▸ Task set
A. Retype the part of the employee ownership article that begins at the words "Employee ownership programs" and stops after the words "a democratic structure.", keeping every word and mark unchanged.
B. In the records, swap "photo" for "image" in the lines beginning at the line that has "like x=936, y=454." and stopping after the line that has "x=441, y=305", with both of those lines included. Give back only those lines, with nothing else changed and the pictures left out.

The Budget and Tax Center, report says that $4.4 billion was paid to worker “cooperatives” involving at least 100 companies and 750,000 current and former workers, according to 2013 data.

Employee ownership programs vary widely. Some are retirement programs that deposit shares into accounts based on a company’s annual profits. Others give workers a strong influence through a democratic structure.

But the majority of companies will never make a move toward such programs and that will hurt the economy statewide, according to the report.

That’s because thousands of small- and medium-sized businesses across the state are facing a “silver tsunami” of aging owners who could die or retire without succession plans, according to Patrick McHugh, who wrote the report. Such companies often face bankruptcy or simply families unwilling to take over management after an owner dies.

But employee ownership helps companies succeed and preserves communities, he said.

“When a company is locally owned and locally controlled it makes it far less likely that a company pulls up stakes and moves,” McHugh said.

Many smaller companies with fewer than 1,000 employees operate private versions of employee stock ownership plans, where a small group of workers share direct ownership.

One of Greensboro’s most prominent examples is Quaintance-Weaver. With about 600 employees, the company created a trust in 2016 that collects and distributes “retirement units” to workers who qualify.

Through the trust, the company’s owners, including Chief Executive Officer Dennis Quaintance, were able to sell the management company to the trust, which took on debt to pay them. An independent company set the value for the company that manages the O. Henry Hotel, the Proximity Hotel and a group of restaurants.

Quaintance-Weaver still owns the company’s real estate, so the income comes from the company’s ongoing operations.

Unlike a 401(k), the workers don’t contribute a dime. Still, the ownership is tax-protected until a worker reaches retirement age.

Most of the employees, like Brown, are happy with the new program. But Quaintance says the real proof will come when they receive their first contribution statement later this year.

“How our colleagues feel about this is going to evolve over the next few years,” he said.

(Rows from a pointing dataset)
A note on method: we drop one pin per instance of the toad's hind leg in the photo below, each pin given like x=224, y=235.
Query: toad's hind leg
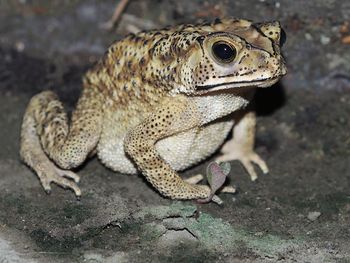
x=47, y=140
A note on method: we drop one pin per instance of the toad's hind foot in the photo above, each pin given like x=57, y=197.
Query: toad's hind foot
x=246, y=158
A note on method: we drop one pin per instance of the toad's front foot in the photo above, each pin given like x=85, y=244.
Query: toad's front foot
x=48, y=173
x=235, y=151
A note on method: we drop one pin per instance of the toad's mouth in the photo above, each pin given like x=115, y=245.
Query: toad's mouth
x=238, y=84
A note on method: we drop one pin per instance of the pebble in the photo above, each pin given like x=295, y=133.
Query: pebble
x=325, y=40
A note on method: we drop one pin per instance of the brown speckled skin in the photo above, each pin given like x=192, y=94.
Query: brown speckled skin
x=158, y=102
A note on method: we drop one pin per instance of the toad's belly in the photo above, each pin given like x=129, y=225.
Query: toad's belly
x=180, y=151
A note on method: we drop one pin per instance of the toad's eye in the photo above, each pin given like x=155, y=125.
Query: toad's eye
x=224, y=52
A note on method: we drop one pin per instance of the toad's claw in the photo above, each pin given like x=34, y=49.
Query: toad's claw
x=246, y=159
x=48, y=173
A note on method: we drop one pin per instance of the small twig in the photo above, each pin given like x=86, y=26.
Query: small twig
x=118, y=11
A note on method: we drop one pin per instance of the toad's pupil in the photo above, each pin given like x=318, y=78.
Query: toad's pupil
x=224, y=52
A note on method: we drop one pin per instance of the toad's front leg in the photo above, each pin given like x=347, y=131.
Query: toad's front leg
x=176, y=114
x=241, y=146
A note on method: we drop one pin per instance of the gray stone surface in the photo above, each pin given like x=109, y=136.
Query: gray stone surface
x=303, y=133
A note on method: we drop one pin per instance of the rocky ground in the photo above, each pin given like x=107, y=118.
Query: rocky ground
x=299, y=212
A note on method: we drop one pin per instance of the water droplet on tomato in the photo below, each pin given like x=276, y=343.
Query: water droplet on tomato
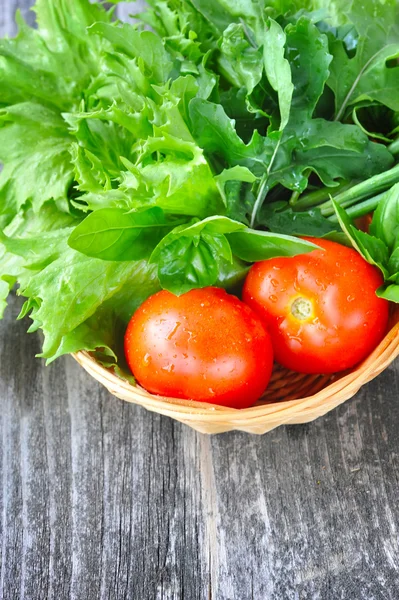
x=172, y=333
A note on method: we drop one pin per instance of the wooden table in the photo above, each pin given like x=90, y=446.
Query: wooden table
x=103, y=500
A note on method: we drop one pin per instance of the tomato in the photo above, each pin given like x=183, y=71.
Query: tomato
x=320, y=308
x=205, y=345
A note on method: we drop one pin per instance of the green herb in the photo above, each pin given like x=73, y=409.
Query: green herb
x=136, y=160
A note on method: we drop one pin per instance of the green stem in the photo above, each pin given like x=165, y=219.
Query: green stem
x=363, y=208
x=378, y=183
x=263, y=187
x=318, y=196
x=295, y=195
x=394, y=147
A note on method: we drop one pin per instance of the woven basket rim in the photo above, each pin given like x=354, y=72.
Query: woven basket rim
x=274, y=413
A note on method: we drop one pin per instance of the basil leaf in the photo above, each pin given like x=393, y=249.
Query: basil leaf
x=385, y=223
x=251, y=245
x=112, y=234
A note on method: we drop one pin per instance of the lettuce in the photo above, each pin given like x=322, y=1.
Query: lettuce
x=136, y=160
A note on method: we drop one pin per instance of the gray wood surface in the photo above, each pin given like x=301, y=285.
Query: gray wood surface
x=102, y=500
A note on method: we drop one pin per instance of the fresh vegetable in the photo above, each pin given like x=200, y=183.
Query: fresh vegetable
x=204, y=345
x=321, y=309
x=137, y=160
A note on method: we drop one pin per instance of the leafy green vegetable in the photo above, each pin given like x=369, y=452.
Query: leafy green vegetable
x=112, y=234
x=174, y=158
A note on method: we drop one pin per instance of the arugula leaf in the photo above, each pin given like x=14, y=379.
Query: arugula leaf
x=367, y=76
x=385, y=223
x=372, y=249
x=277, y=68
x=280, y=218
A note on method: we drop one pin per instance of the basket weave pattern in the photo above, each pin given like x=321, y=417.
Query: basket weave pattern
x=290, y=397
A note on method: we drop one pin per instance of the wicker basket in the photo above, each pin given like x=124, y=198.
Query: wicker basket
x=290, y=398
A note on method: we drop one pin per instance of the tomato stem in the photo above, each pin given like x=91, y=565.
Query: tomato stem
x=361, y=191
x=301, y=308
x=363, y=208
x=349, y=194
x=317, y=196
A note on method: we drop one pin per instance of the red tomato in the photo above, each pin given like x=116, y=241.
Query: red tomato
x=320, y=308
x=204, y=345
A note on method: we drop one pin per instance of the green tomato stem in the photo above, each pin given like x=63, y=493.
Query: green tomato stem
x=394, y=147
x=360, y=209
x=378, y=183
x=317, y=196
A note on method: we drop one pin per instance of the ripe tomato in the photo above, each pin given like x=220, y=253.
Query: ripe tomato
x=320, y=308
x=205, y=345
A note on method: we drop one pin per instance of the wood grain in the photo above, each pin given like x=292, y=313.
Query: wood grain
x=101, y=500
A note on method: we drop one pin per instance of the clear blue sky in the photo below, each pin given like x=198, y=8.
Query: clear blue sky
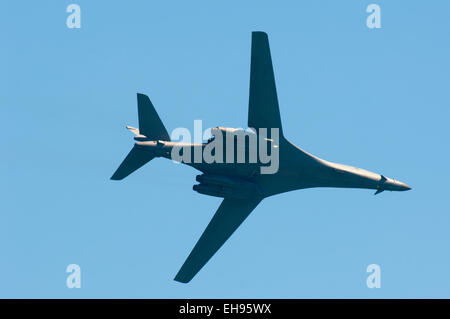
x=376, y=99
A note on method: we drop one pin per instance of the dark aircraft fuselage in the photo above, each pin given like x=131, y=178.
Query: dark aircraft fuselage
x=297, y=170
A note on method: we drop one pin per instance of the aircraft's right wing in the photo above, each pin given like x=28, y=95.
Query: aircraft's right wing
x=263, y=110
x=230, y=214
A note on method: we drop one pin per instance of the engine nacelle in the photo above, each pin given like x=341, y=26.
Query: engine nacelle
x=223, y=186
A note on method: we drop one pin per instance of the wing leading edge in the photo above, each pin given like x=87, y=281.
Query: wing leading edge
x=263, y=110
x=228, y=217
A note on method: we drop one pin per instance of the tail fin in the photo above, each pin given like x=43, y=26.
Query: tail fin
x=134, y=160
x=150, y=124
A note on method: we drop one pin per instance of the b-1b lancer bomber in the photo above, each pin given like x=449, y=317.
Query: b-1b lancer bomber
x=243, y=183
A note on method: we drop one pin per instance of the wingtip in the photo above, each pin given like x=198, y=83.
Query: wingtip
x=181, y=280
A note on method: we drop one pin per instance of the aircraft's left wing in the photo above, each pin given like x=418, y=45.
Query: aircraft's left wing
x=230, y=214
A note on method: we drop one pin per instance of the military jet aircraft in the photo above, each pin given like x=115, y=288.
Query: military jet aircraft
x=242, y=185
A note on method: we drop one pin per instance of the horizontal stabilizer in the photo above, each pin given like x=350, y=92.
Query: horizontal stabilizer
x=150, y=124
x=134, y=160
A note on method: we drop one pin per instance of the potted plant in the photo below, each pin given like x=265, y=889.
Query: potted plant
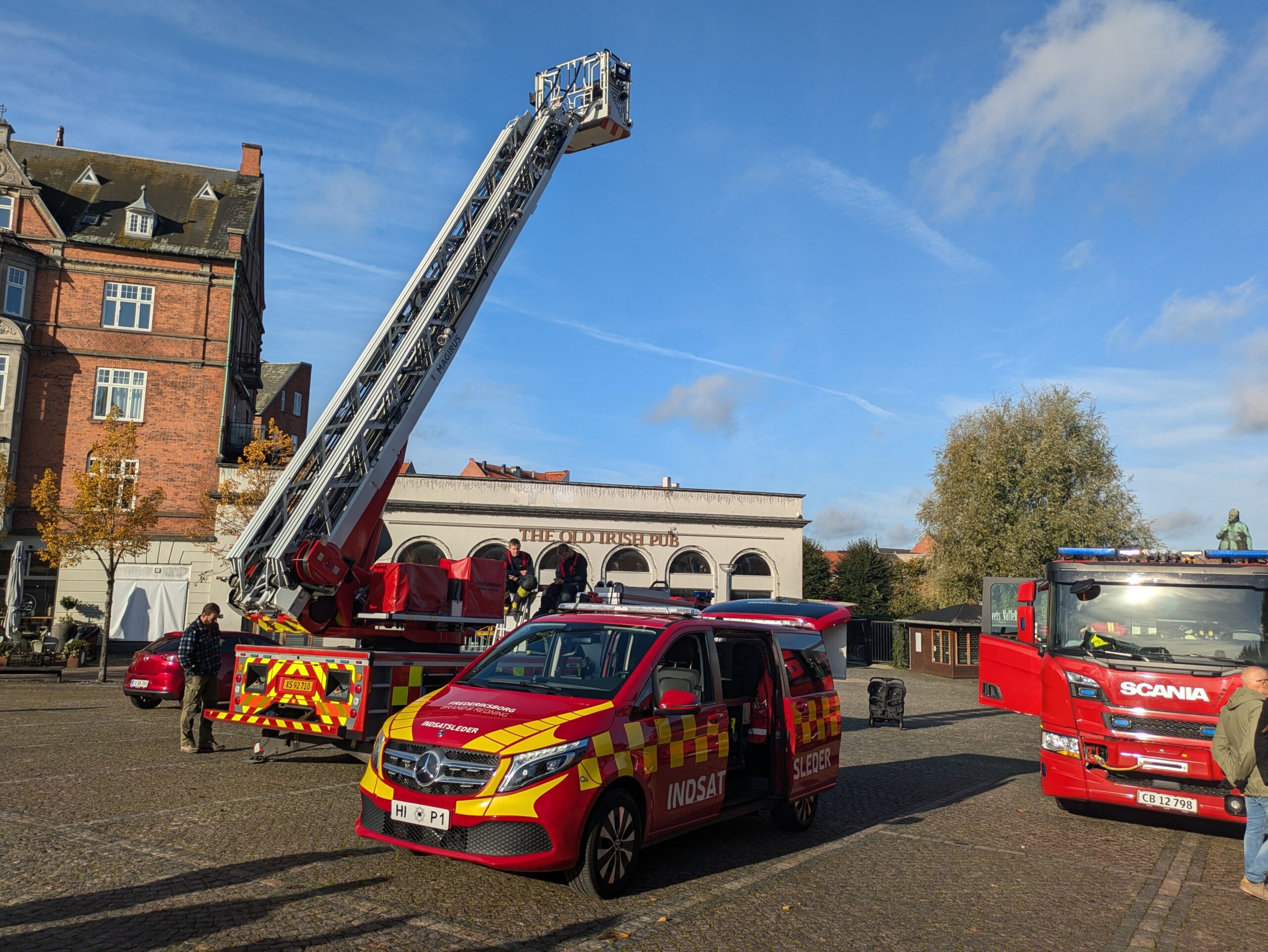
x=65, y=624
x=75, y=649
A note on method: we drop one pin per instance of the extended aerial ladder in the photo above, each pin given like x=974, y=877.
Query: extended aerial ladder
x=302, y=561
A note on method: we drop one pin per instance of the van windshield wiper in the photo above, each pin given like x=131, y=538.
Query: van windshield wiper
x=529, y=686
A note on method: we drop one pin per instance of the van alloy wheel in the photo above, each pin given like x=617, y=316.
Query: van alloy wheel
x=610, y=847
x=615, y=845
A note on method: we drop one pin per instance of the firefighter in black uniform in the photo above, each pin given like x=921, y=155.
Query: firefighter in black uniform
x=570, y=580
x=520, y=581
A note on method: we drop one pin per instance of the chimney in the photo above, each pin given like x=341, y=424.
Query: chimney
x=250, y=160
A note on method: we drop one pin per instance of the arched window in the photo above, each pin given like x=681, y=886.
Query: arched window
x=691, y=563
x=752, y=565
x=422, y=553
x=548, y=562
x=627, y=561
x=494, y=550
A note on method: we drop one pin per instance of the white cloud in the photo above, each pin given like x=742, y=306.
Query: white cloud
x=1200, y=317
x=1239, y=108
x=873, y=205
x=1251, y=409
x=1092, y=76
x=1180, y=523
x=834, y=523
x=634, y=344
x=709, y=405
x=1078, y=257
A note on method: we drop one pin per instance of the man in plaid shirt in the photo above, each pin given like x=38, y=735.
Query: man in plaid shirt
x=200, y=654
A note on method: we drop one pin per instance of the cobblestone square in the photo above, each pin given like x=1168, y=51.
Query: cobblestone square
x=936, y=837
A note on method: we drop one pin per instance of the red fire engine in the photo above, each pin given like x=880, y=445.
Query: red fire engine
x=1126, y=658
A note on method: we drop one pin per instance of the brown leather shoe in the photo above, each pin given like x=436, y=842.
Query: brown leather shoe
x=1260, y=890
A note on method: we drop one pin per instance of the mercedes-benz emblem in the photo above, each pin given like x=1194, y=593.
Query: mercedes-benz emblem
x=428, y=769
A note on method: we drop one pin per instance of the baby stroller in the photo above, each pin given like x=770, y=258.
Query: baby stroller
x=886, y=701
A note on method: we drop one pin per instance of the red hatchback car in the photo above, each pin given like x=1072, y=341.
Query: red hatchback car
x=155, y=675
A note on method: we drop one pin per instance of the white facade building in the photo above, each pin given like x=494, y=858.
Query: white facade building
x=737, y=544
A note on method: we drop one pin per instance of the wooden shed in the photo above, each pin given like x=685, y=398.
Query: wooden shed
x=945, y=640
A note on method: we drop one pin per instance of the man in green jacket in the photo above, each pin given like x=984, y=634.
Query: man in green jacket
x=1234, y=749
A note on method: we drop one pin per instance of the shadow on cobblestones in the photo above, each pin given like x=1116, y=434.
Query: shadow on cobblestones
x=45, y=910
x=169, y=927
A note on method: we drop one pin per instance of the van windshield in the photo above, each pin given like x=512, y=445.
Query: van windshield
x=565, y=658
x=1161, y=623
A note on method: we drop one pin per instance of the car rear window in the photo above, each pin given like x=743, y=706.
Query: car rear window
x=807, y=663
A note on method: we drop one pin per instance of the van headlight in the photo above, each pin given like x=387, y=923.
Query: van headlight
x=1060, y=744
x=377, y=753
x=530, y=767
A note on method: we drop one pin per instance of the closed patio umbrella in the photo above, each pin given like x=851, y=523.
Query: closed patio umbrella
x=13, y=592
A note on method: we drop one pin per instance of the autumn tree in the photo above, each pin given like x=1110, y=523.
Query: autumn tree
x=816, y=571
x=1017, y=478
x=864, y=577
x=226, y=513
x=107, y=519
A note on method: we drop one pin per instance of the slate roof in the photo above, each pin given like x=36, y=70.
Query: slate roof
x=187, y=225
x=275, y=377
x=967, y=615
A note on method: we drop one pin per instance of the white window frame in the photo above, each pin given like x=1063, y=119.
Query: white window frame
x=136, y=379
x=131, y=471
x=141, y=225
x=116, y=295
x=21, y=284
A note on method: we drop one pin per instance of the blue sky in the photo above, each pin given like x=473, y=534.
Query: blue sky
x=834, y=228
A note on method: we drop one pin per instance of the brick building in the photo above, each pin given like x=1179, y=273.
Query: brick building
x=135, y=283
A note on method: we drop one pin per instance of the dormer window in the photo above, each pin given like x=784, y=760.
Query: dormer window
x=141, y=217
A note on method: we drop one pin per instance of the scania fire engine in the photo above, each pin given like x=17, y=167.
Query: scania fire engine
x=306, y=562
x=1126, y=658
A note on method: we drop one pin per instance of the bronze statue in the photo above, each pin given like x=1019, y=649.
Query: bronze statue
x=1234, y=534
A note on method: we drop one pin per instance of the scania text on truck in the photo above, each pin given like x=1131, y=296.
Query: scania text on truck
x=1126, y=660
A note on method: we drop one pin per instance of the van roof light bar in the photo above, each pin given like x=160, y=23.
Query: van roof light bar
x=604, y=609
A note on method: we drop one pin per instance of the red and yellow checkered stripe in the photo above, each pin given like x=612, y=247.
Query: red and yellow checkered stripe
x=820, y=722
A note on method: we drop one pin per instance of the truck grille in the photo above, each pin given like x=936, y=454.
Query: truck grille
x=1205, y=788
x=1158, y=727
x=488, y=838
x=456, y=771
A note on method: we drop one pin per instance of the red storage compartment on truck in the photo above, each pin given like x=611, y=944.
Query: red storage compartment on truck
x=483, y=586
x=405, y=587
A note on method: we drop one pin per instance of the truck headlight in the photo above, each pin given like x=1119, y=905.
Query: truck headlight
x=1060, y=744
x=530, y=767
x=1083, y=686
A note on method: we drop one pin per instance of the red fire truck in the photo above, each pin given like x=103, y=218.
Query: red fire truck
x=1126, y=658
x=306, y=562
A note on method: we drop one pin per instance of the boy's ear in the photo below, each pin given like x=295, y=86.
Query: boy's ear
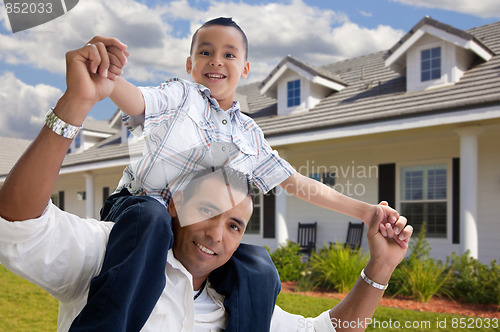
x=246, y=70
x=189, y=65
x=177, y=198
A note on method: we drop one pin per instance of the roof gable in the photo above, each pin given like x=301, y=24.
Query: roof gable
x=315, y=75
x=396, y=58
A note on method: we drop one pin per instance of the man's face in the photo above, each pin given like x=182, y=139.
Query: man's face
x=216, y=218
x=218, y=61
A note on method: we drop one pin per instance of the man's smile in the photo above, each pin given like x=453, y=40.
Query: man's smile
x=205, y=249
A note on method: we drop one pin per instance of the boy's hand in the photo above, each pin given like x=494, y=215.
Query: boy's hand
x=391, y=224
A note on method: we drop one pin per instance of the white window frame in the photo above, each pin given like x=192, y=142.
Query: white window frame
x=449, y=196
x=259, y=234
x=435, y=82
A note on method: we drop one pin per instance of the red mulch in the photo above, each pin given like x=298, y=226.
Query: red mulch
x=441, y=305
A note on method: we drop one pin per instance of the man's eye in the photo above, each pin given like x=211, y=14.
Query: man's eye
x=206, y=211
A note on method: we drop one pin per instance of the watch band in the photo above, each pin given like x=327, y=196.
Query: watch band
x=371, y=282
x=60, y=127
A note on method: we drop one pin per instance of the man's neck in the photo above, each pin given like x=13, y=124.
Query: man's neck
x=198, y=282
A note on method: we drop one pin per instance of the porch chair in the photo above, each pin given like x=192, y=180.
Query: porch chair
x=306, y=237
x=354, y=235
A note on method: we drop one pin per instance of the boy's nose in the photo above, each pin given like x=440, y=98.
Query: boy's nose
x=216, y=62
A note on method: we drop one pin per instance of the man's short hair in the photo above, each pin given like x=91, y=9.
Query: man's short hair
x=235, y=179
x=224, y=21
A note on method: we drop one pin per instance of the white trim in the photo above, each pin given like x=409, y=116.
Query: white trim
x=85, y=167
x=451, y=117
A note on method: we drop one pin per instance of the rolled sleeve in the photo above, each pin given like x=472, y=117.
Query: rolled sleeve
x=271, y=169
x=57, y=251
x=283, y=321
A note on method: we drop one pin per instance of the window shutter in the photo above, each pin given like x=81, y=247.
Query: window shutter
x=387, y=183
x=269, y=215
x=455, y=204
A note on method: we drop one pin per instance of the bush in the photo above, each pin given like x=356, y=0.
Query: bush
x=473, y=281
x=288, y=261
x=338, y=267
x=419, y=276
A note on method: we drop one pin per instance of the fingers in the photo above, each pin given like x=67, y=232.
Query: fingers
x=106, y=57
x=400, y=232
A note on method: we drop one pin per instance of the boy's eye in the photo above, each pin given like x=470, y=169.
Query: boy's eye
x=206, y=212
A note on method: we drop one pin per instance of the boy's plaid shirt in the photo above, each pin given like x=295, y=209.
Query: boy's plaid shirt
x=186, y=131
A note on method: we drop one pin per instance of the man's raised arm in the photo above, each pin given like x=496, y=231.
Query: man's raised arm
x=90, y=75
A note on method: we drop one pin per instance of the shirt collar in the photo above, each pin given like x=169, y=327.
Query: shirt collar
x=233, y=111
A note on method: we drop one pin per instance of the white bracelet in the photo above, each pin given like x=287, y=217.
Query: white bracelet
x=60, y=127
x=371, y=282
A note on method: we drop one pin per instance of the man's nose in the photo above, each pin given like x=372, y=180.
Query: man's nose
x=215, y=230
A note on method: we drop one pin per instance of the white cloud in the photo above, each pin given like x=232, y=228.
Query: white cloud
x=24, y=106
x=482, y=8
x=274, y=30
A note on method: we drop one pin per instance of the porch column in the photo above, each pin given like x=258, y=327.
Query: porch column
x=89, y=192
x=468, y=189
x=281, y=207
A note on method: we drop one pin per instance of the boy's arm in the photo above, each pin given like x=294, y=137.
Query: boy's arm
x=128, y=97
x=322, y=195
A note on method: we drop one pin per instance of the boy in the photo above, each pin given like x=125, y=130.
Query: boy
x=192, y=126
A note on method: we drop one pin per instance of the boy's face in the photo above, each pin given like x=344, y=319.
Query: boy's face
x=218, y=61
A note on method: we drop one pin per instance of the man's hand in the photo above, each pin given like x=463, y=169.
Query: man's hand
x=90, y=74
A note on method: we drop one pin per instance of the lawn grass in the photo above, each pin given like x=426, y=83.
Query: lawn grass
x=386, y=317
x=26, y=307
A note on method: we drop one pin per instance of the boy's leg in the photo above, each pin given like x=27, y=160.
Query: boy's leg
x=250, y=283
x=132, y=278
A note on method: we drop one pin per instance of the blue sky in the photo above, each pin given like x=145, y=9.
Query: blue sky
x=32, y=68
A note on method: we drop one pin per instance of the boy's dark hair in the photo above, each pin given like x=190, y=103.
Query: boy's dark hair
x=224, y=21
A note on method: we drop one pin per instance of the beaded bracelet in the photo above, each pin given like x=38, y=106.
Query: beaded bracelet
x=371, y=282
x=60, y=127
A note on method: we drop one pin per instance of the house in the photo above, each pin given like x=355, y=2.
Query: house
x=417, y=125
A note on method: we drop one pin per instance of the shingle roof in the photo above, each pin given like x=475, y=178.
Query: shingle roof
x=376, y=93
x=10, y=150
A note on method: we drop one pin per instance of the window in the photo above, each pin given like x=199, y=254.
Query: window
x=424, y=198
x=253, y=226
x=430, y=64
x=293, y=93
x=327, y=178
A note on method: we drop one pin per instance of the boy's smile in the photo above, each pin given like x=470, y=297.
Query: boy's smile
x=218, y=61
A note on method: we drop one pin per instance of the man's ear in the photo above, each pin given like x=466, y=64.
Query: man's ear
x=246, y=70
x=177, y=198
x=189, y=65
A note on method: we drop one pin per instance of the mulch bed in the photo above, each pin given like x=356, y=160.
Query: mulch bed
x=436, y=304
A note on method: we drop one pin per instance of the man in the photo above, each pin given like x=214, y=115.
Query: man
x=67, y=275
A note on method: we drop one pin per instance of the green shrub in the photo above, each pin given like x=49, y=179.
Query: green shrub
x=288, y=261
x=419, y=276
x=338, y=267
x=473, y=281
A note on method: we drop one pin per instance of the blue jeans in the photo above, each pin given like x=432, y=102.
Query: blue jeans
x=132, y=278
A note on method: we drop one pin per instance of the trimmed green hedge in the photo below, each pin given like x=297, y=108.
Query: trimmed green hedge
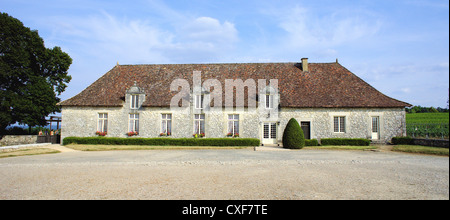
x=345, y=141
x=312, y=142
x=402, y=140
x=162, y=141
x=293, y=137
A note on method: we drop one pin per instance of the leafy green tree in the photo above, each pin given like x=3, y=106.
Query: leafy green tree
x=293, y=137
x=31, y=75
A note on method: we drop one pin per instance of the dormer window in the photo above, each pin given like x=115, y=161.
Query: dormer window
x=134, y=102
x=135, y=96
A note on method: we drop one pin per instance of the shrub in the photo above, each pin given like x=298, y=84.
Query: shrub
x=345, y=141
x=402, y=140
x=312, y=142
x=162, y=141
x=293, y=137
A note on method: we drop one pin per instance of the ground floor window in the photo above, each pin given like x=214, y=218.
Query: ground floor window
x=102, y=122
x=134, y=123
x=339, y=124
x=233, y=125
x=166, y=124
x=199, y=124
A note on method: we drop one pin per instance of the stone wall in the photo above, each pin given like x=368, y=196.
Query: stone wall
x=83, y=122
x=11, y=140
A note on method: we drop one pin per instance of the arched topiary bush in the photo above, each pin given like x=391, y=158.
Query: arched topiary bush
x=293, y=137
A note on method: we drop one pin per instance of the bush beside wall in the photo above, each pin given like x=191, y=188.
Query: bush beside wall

▸ Responses to the exercise
A.
Employee ownership programs vary widely. Some are retirement programs that deposit shares into accounts based on a company’s annual profits. Others give workers a strong influence through a democratic structure.

B.
A note on method: we drop one pin per instance of the truck grille in the image above, each pin given like x=936, y=454.
Query: truck grille
x=1205, y=788
x=1158, y=727
x=488, y=838
x=456, y=771
A note on method: we drop one pin per instance of the red storage compartment on truck in the image above, each pin given like x=611, y=944.
Query: red storage compartment on truck
x=483, y=586
x=405, y=587
A note on method: we drop one pin per instance of the truck headlight in the image above, each pin given like x=1119, y=905.
Query: truck headlight
x=1060, y=744
x=530, y=767
x=1083, y=686
A note on method: we drop one pin per instance of the red fire truck in the image above, each pin given like x=103, y=218.
Query: red fire truck
x=1126, y=658
x=306, y=562
A note on method: we drop one pin per instance of the boy's ear in the image below, each pin given like x=295, y=86.
Query: boy's ear
x=246, y=70
x=189, y=65
x=177, y=198
A note on method: we drop one pin per instance of the roof gable in the image above, each pin given like x=301, y=24.
Query: roof gable
x=315, y=75
x=396, y=58
A note on method: we drop one pin per instance of the man's face in the image above, each pin given like x=182, y=139.
Query: man's face
x=216, y=218
x=218, y=61
A note on method: we drop one pin per instance of the man's smile in the image above, each pin given like x=453, y=40.
Query: man's smile
x=205, y=249
A note on method: we drop one pin per instance of the boy's hand in the image above, each pin given like x=494, y=215.
Query: boy's hand
x=391, y=224
A note on method: we drop one pin per instance of the white window frame in the image above, each pin given like x=192, y=142.
Query: white window frame
x=449, y=196
x=259, y=234
x=435, y=82
A note on method: we drop one pin per instance of the red mulch in the image above, each pin given like x=298, y=226.
Query: red mulch
x=441, y=305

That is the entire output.